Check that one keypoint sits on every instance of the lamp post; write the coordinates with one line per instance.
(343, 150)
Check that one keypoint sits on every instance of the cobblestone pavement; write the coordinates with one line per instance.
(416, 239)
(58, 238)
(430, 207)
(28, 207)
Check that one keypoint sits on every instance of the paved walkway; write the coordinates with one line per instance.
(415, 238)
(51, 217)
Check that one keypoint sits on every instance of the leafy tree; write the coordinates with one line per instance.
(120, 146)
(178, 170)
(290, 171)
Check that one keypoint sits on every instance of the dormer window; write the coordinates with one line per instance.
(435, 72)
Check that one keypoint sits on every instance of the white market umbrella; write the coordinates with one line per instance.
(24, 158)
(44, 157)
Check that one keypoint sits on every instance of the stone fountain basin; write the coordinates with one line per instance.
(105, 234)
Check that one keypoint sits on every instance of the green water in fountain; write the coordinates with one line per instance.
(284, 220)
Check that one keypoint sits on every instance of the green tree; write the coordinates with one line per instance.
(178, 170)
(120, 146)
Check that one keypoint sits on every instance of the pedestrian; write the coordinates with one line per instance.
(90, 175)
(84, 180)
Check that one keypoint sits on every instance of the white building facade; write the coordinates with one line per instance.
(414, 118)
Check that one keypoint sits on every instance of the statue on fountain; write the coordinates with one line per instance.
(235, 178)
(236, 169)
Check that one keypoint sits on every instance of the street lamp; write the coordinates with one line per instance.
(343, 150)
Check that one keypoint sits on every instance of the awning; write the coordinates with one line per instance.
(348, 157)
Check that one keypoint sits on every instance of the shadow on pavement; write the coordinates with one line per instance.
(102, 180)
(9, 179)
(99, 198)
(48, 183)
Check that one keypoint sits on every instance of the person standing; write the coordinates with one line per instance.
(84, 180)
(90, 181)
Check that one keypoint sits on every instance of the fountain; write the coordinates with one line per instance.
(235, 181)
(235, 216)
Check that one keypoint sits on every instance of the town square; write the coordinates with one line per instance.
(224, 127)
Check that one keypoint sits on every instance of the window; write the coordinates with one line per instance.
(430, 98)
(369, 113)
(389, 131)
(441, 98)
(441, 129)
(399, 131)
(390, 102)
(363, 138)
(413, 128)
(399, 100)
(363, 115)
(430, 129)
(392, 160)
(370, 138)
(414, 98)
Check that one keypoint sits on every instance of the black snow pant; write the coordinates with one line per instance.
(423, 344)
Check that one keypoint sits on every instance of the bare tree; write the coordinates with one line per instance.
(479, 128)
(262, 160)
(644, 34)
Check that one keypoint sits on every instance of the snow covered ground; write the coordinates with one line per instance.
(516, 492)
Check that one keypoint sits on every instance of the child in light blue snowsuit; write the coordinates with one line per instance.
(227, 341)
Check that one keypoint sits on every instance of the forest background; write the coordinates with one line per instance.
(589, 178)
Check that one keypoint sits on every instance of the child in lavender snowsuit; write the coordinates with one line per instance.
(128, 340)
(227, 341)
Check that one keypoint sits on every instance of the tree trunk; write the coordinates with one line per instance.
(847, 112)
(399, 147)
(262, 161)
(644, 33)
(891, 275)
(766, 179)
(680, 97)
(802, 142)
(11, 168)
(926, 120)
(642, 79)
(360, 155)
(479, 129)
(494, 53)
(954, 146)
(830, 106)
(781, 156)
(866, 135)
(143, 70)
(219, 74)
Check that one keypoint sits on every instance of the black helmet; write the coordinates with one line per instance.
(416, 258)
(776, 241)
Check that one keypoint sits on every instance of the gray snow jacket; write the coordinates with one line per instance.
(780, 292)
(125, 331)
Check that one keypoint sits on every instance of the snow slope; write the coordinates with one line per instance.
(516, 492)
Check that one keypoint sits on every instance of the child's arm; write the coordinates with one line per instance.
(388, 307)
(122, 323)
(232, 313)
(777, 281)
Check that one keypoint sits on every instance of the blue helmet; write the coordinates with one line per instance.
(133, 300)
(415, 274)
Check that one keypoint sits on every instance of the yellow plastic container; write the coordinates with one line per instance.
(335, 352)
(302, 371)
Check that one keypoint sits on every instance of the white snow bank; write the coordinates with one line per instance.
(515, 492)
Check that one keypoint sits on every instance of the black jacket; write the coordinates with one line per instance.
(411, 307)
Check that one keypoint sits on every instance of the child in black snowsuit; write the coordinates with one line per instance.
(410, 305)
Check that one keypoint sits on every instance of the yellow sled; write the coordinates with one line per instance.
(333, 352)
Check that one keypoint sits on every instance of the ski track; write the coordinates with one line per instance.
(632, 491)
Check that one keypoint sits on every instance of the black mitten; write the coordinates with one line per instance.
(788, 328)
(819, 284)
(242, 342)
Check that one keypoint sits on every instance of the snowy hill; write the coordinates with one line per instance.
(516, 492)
○ ○ ○ ○ ○
What the task requires:
Copy the lines from the one containing "Check that one keypoint sits on every instance of the snowy" through the end of the data, swapping "snowy hill" for "snow-covered slope" and leaving everything else unchanged.

Response to the exercise:
Check that one keypoint sits on every instance of the snow-covered slope; write the coordinates with one line per instance.
(516, 492)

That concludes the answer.